* **PROBLEM REQUIREMENTS**:
Print the records exactly as they appear, starting with the line that contains "TARGET = grey sneaker" and continuing through the end of the records.

begin GIVEN DATA

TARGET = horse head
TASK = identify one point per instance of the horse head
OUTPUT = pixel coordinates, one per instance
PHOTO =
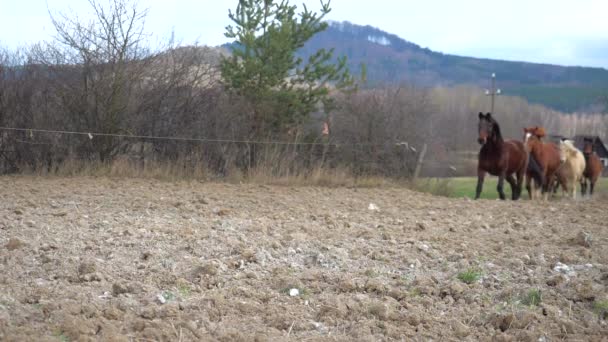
(566, 150)
(588, 147)
(487, 127)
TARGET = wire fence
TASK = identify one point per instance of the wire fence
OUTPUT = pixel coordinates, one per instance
(35, 148)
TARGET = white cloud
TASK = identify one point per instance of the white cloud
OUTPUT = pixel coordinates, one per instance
(509, 29)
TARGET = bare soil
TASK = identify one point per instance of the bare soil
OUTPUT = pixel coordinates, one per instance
(86, 259)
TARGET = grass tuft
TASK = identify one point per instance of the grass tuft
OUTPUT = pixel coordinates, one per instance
(469, 276)
(532, 298)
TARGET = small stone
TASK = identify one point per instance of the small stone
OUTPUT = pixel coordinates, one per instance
(207, 269)
(14, 243)
(460, 330)
(556, 280)
(120, 288)
(583, 239)
(221, 212)
(86, 267)
(420, 226)
(145, 256)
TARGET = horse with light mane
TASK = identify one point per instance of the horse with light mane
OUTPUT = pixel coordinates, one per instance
(593, 168)
(546, 155)
(572, 168)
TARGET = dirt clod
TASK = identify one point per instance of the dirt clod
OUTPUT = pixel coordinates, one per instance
(14, 243)
(152, 260)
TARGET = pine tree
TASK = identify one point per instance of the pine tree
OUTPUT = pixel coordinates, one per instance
(280, 88)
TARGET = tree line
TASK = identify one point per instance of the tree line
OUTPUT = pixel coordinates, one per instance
(258, 106)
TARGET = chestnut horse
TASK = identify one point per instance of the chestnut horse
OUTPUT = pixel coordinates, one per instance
(498, 157)
(593, 168)
(546, 155)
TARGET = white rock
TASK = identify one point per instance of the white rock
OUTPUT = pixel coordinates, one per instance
(105, 295)
(565, 269)
(161, 298)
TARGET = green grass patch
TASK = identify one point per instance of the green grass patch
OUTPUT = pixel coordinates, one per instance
(469, 276)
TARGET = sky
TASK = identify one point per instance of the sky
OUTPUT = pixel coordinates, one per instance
(564, 32)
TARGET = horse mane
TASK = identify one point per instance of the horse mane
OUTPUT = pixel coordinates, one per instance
(569, 145)
(496, 131)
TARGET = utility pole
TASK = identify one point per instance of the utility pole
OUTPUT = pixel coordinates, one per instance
(493, 92)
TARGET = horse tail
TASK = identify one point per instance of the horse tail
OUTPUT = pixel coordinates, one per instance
(535, 170)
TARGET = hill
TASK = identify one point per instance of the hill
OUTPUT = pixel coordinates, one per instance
(393, 60)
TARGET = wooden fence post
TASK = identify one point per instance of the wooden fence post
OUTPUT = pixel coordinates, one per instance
(420, 160)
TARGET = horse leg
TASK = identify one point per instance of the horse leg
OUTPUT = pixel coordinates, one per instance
(499, 187)
(545, 188)
(529, 186)
(480, 176)
(515, 189)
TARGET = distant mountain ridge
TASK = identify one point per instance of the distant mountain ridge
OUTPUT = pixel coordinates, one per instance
(392, 60)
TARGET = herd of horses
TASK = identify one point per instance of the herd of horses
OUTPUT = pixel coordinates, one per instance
(542, 165)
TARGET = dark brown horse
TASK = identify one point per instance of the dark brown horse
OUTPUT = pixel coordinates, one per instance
(498, 157)
(593, 168)
(545, 154)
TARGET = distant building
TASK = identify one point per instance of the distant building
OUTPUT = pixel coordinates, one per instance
(598, 146)
(579, 141)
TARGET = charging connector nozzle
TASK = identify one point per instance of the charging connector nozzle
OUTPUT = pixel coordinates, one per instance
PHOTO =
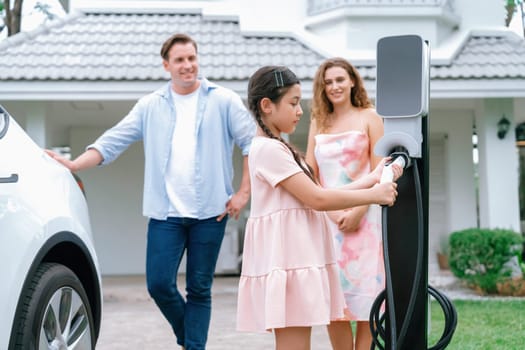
(400, 158)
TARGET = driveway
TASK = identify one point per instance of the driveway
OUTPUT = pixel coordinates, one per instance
(131, 320)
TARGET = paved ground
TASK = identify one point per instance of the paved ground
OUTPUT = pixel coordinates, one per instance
(131, 321)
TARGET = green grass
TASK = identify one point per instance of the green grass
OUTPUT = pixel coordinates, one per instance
(483, 325)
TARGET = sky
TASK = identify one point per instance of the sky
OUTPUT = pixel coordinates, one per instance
(33, 18)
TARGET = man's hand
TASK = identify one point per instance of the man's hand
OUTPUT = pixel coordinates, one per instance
(235, 205)
(61, 159)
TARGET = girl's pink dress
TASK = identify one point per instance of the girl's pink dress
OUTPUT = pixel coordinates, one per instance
(289, 274)
(342, 158)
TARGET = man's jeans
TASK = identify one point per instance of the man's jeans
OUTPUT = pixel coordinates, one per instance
(167, 240)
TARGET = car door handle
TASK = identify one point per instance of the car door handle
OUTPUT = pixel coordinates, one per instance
(10, 179)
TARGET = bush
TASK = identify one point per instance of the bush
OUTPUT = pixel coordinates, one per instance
(483, 257)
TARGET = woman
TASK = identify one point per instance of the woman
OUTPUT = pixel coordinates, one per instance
(343, 132)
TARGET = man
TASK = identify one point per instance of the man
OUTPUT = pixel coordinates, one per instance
(188, 128)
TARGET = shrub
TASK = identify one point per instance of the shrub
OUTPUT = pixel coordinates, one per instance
(481, 256)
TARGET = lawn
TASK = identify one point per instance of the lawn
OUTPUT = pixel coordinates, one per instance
(483, 325)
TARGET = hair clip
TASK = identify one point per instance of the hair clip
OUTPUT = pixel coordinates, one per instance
(278, 75)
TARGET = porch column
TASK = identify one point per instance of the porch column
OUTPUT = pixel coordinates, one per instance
(36, 122)
(498, 167)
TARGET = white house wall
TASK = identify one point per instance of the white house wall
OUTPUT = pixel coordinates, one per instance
(497, 188)
(456, 125)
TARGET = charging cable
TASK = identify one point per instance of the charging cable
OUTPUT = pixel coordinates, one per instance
(377, 319)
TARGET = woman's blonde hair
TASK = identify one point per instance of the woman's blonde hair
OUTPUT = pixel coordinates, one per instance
(322, 108)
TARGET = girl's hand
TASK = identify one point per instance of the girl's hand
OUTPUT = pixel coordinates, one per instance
(378, 170)
(386, 193)
(396, 169)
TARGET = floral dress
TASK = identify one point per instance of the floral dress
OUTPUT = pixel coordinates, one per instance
(342, 158)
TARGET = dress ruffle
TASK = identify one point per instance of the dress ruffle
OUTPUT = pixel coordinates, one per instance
(289, 276)
(290, 298)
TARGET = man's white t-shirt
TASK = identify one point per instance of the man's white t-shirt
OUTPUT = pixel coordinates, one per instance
(180, 177)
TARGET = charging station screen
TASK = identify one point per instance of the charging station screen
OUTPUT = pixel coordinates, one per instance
(399, 76)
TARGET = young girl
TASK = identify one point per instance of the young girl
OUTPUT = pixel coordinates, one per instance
(289, 280)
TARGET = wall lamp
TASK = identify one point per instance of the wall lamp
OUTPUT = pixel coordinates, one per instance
(503, 127)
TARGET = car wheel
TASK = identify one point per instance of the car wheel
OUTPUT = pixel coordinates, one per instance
(56, 313)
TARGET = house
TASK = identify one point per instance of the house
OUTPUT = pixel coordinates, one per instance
(69, 81)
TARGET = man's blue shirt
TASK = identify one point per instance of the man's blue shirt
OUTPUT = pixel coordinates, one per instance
(222, 121)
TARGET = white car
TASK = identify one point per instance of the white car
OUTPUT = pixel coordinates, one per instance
(50, 293)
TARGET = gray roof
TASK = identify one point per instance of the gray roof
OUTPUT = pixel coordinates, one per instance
(98, 46)
(125, 47)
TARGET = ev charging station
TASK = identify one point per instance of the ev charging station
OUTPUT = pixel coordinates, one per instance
(402, 100)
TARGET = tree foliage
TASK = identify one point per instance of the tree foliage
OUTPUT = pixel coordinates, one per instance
(12, 16)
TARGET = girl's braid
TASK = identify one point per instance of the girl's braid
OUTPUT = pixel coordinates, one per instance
(296, 156)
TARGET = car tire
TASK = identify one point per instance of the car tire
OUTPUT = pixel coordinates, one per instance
(56, 313)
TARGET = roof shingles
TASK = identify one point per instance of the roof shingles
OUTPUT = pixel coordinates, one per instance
(125, 47)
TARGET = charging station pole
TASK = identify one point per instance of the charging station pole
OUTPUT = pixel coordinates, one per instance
(402, 99)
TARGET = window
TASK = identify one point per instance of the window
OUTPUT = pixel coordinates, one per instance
(4, 122)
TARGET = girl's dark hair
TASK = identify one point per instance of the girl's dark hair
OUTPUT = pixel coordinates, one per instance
(273, 82)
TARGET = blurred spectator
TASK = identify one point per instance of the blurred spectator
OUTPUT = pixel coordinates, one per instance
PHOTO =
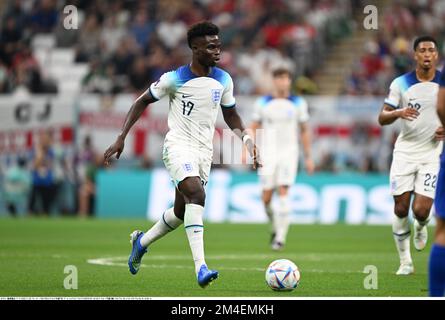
(305, 84)
(141, 29)
(43, 183)
(87, 191)
(139, 76)
(44, 16)
(172, 31)
(99, 78)
(17, 185)
(5, 84)
(88, 45)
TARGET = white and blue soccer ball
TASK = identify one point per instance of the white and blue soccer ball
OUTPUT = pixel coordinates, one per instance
(282, 275)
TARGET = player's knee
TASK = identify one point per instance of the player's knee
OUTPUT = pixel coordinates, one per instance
(421, 212)
(196, 196)
(401, 210)
(267, 199)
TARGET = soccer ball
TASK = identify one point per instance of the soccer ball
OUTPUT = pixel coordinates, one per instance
(282, 275)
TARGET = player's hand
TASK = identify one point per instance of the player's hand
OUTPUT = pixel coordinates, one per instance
(309, 165)
(116, 148)
(440, 134)
(409, 114)
(254, 153)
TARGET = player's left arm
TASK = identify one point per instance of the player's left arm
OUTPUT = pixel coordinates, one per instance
(440, 132)
(233, 120)
(306, 141)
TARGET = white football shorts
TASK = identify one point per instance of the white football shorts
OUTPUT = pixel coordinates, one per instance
(411, 176)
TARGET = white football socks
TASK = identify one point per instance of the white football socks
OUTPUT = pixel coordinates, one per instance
(269, 211)
(281, 219)
(194, 228)
(401, 232)
(420, 224)
(167, 223)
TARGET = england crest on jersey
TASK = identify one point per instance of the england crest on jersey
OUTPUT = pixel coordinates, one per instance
(216, 96)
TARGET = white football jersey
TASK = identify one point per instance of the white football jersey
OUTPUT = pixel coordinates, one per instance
(280, 119)
(194, 104)
(416, 142)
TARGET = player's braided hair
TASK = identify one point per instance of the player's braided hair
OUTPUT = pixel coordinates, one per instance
(201, 29)
(424, 39)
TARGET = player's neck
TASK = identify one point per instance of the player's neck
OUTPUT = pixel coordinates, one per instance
(281, 94)
(425, 74)
(199, 69)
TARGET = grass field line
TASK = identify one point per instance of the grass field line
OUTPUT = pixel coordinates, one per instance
(121, 261)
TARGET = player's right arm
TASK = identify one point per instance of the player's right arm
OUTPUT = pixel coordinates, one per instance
(440, 132)
(133, 115)
(391, 110)
(164, 86)
(441, 105)
(388, 114)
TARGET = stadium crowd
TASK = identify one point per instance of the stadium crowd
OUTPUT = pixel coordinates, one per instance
(389, 54)
(130, 43)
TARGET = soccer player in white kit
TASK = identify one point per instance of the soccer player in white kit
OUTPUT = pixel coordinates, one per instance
(195, 94)
(280, 116)
(412, 98)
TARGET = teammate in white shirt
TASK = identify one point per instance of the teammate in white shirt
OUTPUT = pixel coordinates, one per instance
(412, 98)
(195, 93)
(281, 115)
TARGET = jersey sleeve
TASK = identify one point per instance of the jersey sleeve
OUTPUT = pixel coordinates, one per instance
(257, 114)
(393, 98)
(442, 78)
(227, 99)
(164, 86)
(304, 113)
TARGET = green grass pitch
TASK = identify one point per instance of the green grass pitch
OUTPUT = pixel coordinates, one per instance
(34, 252)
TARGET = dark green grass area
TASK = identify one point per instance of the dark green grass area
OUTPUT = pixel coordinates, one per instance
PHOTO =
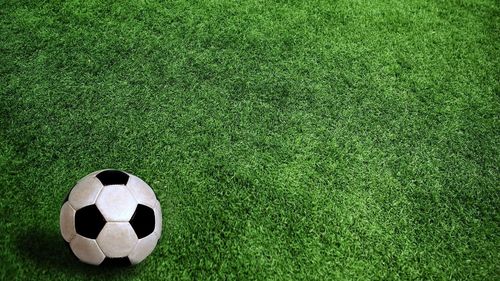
(315, 140)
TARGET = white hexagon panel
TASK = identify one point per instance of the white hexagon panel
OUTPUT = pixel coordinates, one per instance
(111, 218)
(117, 239)
(116, 203)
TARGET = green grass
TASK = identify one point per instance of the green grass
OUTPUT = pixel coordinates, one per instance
(345, 140)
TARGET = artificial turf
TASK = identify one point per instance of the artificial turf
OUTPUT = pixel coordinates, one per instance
(314, 140)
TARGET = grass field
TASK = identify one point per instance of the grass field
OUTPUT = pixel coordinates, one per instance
(315, 140)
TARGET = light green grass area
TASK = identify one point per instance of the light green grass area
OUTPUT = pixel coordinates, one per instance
(314, 140)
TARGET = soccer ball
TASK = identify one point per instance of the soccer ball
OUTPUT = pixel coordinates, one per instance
(111, 218)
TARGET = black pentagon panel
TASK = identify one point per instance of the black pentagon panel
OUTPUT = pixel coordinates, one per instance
(143, 221)
(116, 262)
(110, 177)
(89, 221)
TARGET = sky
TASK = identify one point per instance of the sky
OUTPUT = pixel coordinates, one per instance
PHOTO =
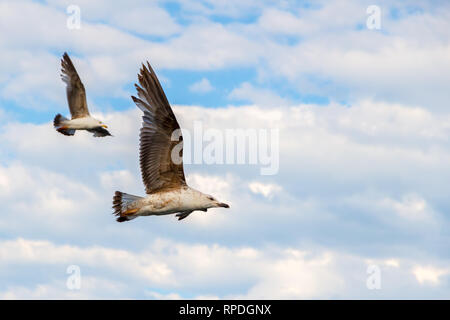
(359, 208)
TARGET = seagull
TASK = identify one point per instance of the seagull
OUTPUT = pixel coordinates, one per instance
(76, 96)
(166, 187)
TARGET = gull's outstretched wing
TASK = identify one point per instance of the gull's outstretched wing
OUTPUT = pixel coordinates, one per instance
(158, 169)
(76, 95)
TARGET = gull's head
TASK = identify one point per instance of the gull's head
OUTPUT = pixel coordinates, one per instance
(212, 202)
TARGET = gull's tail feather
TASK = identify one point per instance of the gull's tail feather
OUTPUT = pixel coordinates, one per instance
(58, 123)
(125, 206)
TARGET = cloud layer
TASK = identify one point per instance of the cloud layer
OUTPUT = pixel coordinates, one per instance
(363, 147)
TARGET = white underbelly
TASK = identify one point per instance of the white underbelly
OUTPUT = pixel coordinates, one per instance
(165, 203)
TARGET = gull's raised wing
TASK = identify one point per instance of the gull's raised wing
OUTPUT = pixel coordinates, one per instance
(158, 170)
(76, 94)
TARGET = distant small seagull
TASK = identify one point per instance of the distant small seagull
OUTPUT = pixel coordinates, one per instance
(76, 96)
(167, 191)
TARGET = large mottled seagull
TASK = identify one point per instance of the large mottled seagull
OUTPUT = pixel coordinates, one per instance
(167, 191)
(76, 97)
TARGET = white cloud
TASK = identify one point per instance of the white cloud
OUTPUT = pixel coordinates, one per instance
(429, 274)
(262, 97)
(266, 189)
(202, 86)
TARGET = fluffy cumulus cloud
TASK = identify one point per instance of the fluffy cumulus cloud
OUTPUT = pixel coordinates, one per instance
(362, 148)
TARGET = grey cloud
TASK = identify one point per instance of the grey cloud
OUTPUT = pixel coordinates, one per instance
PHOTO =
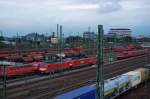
(108, 6)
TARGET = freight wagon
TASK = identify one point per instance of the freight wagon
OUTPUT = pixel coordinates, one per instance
(128, 54)
(112, 87)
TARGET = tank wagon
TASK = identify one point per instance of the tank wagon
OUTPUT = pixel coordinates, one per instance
(112, 87)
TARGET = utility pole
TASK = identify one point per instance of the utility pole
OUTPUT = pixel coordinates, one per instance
(100, 79)
(58, 37)
(4, 83)
(60, 43)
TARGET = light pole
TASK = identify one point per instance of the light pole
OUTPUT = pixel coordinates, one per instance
(100, 79)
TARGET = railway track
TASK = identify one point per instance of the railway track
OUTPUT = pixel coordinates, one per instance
(48, 87)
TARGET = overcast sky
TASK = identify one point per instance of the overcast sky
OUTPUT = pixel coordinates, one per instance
(24, 16)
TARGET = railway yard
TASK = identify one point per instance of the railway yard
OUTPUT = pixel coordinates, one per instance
(51, 84)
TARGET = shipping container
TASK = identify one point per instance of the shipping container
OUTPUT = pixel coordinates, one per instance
(144, 73)
(86, 92)
(135, 78)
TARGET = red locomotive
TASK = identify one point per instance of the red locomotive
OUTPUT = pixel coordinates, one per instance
(128, 48)
(127, 54)
(11, 68)
(55, 63)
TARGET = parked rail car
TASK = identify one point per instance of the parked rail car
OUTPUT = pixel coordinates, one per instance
(65, 64)
(112, 87)
(128, 48)
(11, 70)
(128, 54)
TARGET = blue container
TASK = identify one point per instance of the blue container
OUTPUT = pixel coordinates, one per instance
(87, 92)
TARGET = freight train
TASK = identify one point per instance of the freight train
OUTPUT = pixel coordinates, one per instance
(57, 64)
(112, 87)
(128, 48)
(46, 67)
(127, 54)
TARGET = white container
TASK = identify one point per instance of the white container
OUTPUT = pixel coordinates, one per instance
(109, 87)
(122, 81)
(135, 78)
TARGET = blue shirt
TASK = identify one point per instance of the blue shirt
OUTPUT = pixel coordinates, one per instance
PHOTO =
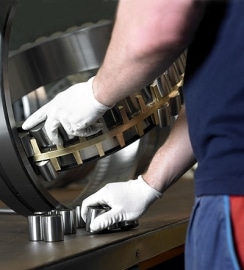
(214, 99)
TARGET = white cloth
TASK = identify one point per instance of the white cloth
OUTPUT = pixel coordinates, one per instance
(76, 109)
(128, 201)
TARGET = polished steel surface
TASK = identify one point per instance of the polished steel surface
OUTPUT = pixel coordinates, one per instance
(38, 166)
(35, 228)
(38, 64)
(161, 229)
(53, 228)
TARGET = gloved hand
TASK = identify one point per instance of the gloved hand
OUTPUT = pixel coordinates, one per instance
(128, 201)
(76, 109)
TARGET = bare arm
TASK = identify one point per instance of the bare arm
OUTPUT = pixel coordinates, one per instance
(173, 159)
(147, 37)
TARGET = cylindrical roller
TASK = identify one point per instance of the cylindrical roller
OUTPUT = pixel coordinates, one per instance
(47, 170)
(92, 213)
(39, 133)
(53, 229)
(164, 115)
(79, 221)
(69, 220)
(162, 87)
(35, 227)
(25, 139)
(175, 102)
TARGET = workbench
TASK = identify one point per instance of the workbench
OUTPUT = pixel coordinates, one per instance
(160, 235)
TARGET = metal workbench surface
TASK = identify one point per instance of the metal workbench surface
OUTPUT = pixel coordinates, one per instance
(161, 229)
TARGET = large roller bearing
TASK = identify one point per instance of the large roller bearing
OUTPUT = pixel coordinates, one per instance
(27, 158)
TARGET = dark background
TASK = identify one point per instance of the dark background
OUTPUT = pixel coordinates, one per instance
(41, 18)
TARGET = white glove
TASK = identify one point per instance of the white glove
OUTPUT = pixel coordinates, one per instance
(76, 109)
(128, 201)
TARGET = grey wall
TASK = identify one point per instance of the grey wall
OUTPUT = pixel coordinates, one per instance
(36, 18)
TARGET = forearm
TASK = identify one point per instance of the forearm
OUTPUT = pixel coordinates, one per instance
(173, 159)
(147, 37)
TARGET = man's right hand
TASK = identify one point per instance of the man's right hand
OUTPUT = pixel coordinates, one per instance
(76, 109)
(127, 200)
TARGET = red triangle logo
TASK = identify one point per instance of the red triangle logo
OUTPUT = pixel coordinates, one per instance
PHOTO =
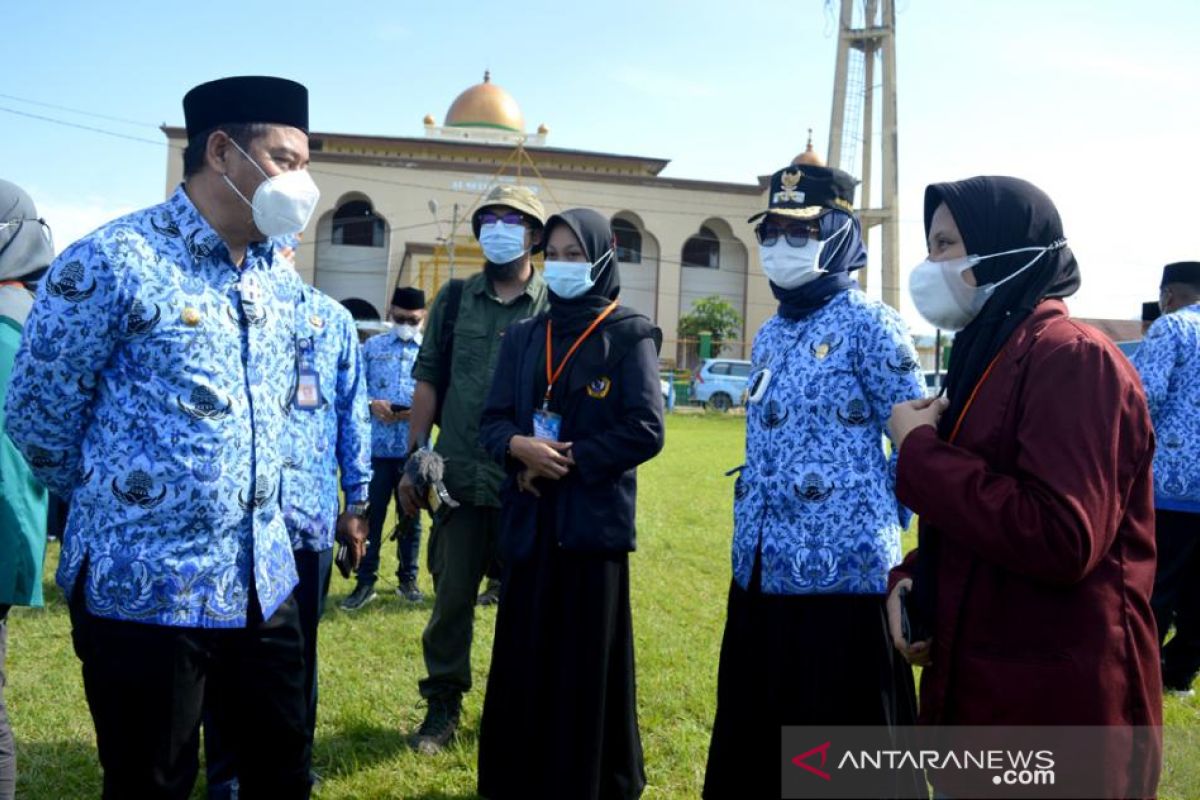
(801, 761)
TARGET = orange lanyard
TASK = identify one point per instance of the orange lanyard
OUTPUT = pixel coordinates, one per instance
(551, 377)
(975, 391)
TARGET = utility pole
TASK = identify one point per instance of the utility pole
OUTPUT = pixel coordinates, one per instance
(861, 43)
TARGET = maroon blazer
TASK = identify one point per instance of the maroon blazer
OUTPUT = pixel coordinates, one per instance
(1044, 510)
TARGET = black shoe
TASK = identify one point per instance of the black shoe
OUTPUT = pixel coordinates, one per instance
(363, 594)
(439, 727)
(491, 595)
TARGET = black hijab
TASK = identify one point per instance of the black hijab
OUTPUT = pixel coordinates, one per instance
(571, 316)
(994, 214)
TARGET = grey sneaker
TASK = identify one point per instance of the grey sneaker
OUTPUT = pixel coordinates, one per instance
(363, 594)
(408, 590)
(439, 726)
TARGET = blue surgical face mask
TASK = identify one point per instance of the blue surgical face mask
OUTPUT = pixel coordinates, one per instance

end GIVEN DATA

* **FINISHED EXERCISE**:
TARGET = grey sneaker
TASK = identify one point per instance of the grey sneaker
OUTPUT = pixel coordinates, one per instance
(363, 594)
(408, 590)
(439, 726)
TARGET = blue surgical face mask
TASK = identify one point per instance of the blue surgical face mask
OUTPUT = pixel coordinates, one per instance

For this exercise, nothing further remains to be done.